Text excerpt:
──────

Digital Uplift is an ambitious program of work that constitutes a major component of the Inspired Learning Initiative. It aims to design, develop, deliver and evaluate online and blended courses and programs to provide personalised and flexible educational offerings. The Digital Uplift was piloted in 2017 and has ramped up annually. 306 courses have been uplifted since the program’s inception, 126 of which were completed in 2019. This year, the Education Delivery Services team worked with 140 academics across nine faculties in order to improve the quality of teaching, enhance student experience, create communities of practice and increase the overall digital education literacy of the teaching staff at UNSW . It furthers the UNSW Scientia Educational Experience (2025 Strategy) by supporting flexible course delivery, supporting teaching excellence, integrating technology into teaching and using innovative solutions to provide students with real-world applications for their learning.
Each Digital Uplift project is an opportunity to bring teaching innovation to the courses, to support academics in providing the best teaching experience possible, and better equip them to deploy educational technology (see testimonials). The Digital Uplift further supports academics by fostering communities of practice, for instance in lunchtime “brown bag” sessions in faculties, and at the annual Inspired Learning Summit. This year’s Summit attracted 330 registrations and brought together the UNSW education community to openly explore significant teaching challenges and propose achievable solutions. This included the keynote by Dr Holi Birman, a sessional academic who discussed the challenges of teaching varied and complex cohorts at pace; Digital Uplift design solutions from seven faculties (co-presented by academics and PVCE educational developers); 14 poster presentations exploring teaching innovations (see Summit Event Resources); a panel of educational staff from across the university to interrogate sustainability of digital resources; and two in-depth workshops on “When to move content online” and “How to reduce marking load”.

──────

Exercise set:
a - According to the Digital Uplift passage, how many registrations did this year's Inspired Learning Summit attract?
b - Extend the Digital Uplift passage with a paragraph that picks up after its final sentence, which ends with the workshop titles.

Data excerpts:
──────

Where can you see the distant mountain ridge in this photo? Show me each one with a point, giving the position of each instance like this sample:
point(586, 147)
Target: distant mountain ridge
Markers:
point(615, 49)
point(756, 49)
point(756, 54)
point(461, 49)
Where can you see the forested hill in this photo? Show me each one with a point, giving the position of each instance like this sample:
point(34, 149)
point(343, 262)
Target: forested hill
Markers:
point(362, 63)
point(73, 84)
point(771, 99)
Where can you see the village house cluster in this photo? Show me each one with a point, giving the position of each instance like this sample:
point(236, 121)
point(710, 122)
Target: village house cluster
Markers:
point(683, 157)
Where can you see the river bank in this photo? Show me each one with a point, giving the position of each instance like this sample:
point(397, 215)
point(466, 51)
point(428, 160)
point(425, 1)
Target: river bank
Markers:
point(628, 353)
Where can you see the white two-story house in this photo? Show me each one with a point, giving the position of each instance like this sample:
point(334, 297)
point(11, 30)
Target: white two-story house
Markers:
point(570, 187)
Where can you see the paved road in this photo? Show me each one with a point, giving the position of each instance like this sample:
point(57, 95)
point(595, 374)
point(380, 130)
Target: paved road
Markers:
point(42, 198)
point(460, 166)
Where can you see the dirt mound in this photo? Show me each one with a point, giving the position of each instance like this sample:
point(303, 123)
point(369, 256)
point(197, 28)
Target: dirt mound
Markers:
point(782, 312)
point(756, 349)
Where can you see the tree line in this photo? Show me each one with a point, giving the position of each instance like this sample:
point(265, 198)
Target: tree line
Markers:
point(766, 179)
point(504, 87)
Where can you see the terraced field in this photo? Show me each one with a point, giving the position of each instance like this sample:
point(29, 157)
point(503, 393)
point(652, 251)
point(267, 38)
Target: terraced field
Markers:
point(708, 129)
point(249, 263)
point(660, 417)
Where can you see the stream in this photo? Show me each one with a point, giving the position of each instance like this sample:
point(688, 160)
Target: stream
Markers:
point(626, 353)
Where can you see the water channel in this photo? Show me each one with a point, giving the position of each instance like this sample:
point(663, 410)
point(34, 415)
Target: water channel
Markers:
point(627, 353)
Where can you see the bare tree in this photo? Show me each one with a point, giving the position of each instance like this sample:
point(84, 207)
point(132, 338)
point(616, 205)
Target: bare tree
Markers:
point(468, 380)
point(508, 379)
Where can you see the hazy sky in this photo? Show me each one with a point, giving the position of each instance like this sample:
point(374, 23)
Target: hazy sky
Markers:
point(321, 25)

──────

Answers for this exercise:
a - 330 registrations.

b -
By supporting academics to deliver teaching innovations, the Digital Uplift has a further impact on the learning experience of UNSW students. Courses that have undergone Digital Uplift have enjoyed strong student feedback, for instance in the first year course MICR2011: Microbiology 1, in which the MyExperience survey revealed a dramatic increase in student satisfaction. Similarly, learning outcomes were improved in SOLA2051: Project in Photovoltaic and Renewable Energy 1 by deploying educational technology such as STACK and h5P to provide students with instantaneous and frequent feedback. Digital Uplift can also provide students with real-world context for course material and encourage connection with community. For example, as part of the Digital Uplift of ATSI2012: Contemporary Issues in Indigenous Politics, Dr Diana Perche and the PVCE travelled to Canberra and filmed interviews with Senators Malarndirri McCarthy, Patrick Dodson and Linda Burney speaking directly to students about their roles in parliament. ELEC9711 - Power Electronics for Renewable and Distributed Generation similarly uses videos in order to demonstrate industry application for course content.